___ EXTRACTED TEXT
Date: 3/9/2022
HUNTINGTON – Superintendent Kristen Smidy ran her first public hearing on the fiscal 2023 budget on March 2, announcing a 0.48 percent increase of $80,541 in the total budget of $16,747,274.
Smidy said spending is increasing the most in the areas of instructional services, student services, oil and fixed charges.
Gateway expects to receive an additional $22,620, or $30 more per student, in state Chapter 70 aid. Chester School Committee representative Jason Forgue said that per-student increase is low compared to other districts, which he said are in some cases seeing a 40 percent increase. He urged all town officials and administrators to lobby for a fair allocation.
Smidy said the district is looking at the disparity through the Rural School Coalition.
“We’re working on it,” she said.
Smidy said the district used $135,960 from its excess and deficiency fund – akin to a savings account – to reduce the burden on the towns this year. “We can’t keep using this for the budget,” she said, adding, “We can expect rural school aid, but can’t count on it.”
Asked about federal Elementary and Secondary School Emergency Relief (ESSER) pandemic-related aid, Smidy said the funds the district has been granted are eligible to be used through 2024. She said they are being careful not to fund expenses that are not sustainable.
“We are currently funding a school adjustment counselor,” Smidy said as an example, saying that after the ESSER funds run out, that person is expected to replace a staff member who will be retiring.
Smidy said the ESSER funds have some limitations on their use, such as they cannot be used for services funded by other federal grants.
She said the district is using the funding for after-school programs and busing which are having huge positive effects, and in this case they are looking for ways to continue funding them.
“We will need to figure out how to keep the program going beyond ESSER,” she said.
Also discussed at the virtual and in-person hearing hosted in the Performing Arts Center, at which representatives from all six member towns participated, were the new March 1 town census numbers, and their impact on the above-minimum contributions by the towns.
The total student population in pre-kindergarten to 12th grade is 742. This number includes 51 students coming into the district through school choice, and 166 outgoing school choice, seven fewer than last year, which include 31 vocational students at Westfield Technical Academy and 39 at Smith Vocational in Northampton.
______
___ GIVEN RECORDS
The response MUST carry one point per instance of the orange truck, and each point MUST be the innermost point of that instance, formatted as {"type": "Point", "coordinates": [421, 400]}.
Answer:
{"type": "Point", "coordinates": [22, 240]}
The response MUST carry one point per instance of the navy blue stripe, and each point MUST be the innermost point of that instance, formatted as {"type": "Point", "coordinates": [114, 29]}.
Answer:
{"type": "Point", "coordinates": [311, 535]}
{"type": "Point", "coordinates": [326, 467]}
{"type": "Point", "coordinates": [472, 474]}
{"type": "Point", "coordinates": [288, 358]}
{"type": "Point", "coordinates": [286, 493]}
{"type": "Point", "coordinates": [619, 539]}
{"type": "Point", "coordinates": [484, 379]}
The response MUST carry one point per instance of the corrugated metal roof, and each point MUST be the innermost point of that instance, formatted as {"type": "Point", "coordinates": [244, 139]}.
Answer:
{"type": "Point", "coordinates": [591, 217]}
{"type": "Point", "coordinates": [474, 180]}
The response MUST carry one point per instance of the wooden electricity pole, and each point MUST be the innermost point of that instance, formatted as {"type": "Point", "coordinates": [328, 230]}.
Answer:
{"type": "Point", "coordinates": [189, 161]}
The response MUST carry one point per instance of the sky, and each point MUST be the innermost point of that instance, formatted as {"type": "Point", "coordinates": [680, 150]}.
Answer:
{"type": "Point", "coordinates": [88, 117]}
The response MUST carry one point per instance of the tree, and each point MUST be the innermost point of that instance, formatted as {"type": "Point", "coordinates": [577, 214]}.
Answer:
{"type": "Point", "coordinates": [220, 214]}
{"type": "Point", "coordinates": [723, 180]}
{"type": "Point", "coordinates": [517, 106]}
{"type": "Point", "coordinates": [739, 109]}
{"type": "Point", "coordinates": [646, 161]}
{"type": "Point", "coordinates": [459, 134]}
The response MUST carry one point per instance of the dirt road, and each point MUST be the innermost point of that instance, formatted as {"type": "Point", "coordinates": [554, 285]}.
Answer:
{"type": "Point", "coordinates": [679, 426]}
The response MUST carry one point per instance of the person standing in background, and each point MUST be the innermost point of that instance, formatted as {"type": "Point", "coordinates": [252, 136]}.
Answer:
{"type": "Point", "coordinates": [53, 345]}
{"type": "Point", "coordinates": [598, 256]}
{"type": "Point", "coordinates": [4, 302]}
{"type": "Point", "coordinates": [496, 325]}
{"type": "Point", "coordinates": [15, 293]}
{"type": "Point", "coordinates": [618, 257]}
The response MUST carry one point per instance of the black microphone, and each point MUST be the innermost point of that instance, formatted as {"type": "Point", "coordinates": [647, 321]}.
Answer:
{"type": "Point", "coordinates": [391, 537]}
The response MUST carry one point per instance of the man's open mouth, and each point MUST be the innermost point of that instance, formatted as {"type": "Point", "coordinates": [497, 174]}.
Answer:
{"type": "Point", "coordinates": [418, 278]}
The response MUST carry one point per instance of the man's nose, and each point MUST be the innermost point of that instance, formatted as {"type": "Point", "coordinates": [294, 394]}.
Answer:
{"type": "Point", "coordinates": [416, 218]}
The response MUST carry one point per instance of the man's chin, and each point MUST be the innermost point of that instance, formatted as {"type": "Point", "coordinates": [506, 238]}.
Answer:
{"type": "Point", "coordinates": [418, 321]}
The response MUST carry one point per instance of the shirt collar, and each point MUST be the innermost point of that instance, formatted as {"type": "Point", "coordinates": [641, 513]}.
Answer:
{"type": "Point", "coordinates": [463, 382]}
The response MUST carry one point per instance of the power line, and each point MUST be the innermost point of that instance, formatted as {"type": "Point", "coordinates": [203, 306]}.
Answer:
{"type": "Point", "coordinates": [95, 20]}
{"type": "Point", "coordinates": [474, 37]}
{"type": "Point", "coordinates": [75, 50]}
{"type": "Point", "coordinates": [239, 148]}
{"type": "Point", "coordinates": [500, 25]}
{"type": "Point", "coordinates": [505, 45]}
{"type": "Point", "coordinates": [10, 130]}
______
# WORK INSTRUCTION A:
In the article on the Gateway fiscal 2023 budget hearing, why does Smidy give the school adjustment counselor as an example of how the district is avoiding unsustainable expenses with ESSER funds?
# WORK INSTRUCTION B:
Continue the article on the Gateway budget hearing from its last sentence, in the same plain news style.

# WRITTEN REPLY A:
After the ESSER funds run out, the counselor is expected to replace a staff member who will be retiring.

# WRITTEN REPLY B:
Thirty-five percent of the students, 282, live in Huntington, while 2 percent, 18 students, live in Middlefield. The remaining students live in Russell (202), Chester (124), Blandford (89) and Montgomery (71).
Chester Selectman Andy Myers asked Smidy to talk about her plans to increase enrollment.
She said that Gateway added a preschool classroom in January for 30 additional students. The district also plans to market its special education programs, which she said have been labeled “exemplary” by the state Department of Education, to attract school choice students.
Smidy said she is in the process of surveying students who are “choicing out” of the district. She said an early look has shown that curriculum options are one of the reasons, and she is hoping to increase those options for students.
The high school will implement a program next year titled “Find Your Grind,” which Principal Jason Finnie said is a career and academic plan that starts students on individual learning plans as early as seventh grade, working with them on a course direction and helping to guide their curriculum choices.
The next budget hearing will take place 45 days before the first annual Town Meeting. Before then, the School Committee will decide on which method of calculating the above minimum contribution they will use, and the numbers will then be sent to the towns to put on their warrants. Also on the town warrants will be the final draft of an updated Regional Agreement.